Task item => Start to finish, the listing must be rewritten exactly.
Data under study START
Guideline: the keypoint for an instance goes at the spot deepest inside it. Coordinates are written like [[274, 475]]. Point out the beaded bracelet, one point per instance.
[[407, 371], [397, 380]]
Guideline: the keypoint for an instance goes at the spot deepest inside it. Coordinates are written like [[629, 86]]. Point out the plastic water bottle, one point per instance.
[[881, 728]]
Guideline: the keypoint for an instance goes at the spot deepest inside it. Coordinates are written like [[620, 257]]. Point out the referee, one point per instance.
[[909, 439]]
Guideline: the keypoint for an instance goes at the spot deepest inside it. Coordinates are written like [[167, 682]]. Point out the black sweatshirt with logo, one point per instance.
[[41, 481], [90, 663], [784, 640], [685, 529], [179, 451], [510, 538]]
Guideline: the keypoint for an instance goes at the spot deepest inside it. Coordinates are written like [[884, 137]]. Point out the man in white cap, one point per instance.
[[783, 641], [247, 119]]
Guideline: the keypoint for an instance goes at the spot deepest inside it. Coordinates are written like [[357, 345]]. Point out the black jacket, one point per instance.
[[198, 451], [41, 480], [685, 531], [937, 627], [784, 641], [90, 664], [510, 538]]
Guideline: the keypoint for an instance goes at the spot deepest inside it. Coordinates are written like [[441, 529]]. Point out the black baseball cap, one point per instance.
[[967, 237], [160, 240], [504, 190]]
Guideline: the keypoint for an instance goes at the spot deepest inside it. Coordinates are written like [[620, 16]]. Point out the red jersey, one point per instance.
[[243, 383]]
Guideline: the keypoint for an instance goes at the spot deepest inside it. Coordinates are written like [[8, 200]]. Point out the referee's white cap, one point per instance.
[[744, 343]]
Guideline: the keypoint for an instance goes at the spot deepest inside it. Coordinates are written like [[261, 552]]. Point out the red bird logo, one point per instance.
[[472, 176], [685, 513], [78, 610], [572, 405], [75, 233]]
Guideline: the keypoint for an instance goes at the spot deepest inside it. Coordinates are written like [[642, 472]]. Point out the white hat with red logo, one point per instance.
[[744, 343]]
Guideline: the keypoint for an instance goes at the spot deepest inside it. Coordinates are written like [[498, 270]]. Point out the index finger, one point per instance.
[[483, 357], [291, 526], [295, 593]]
Data under study END
Written answer =>
Guideline: the keypoint for an instance goes at the spot deepest inside it. Coordinates are written like [[274, 475]]. Point out the beaded bracelet, one point per instance.
[[407, 371], [397, 380]]
Guideline: the keypoint for an instance goes at the spot deepest inside it. Coordinates are written like [[629, 86]]. Point out the plastic water bottle, one point per instance.
[[881, 728]]
Guideline: the keypoint for an instance goes at the spot deepest inside it. Coordinates are written like [[620, 257]]. Point out the referee, one point per instance.
[[909, 439]]
Guideline: the keypoint for an instance goes at the spot deepest inside it. Coordinates are written like [[167, 682]]. Point out the black sweatshirt with logo, one point per instance.
[[41, 481], [90, 663], [784, 640], [685, 529], [179, 451], [510, 538]]
Guideline: the keypoint for an instance goes at the spot deepest inside it. Coordinates are written like [[884, 137]]. Point out the man in white cap, one point per instance.
[[783, 641], [247, 119]]
Guideline: the keypoint for an instance goes at the spot deepest inside it. Coordinates are written like [[357, 345]]. Point out the black jacket, one point per instance.
[[198, 451], [41, 480], [685, 531], [937, 627], [784, 641], [90, 664], [510, 538]]
Guideline: the keypoint for an instance goes at the spot deepest inside it. Coordinates are written like [[441, 529]]. Point out the black baseball cap, one point per instance.
[[967, 237], [160, 240], [504, 190]]
Guideline: the keypoint for an instance goes at the spot deepest inside it. Coordinates are written like [[620, 16]]. Point out the red jersey, one point per instance.
[[243, 383]]
Guideline: the keypoint for an instance goes at the spot deepest inside it. Coordinates are written like [[8, 200]]. Point out the referee's white cap, one point per instance.
[[744, 343]]
Guideline: the keypoint for an instance goes at the spot deepest inside it. Coordinates are written like [[261, 552]]. Point out the red bird logo, one point per instance.
[[472, 176], [685, 513], [78, 610], [572, 405], [75, 233]]
Guideline: the keypoint for an instance goes at the spot deepest inside it. Coordinates are written like [[642, 472]]. Point out the white hat with red logo, one point per instance.
[[744, 343]]
Guideline: the keypoint for an instance goes at the spot deepest inside it. Coordinates are written like [[498, 270]]. Point out the index finger, one point per instance.
[[483, 357], [291, 526], [295, 593]]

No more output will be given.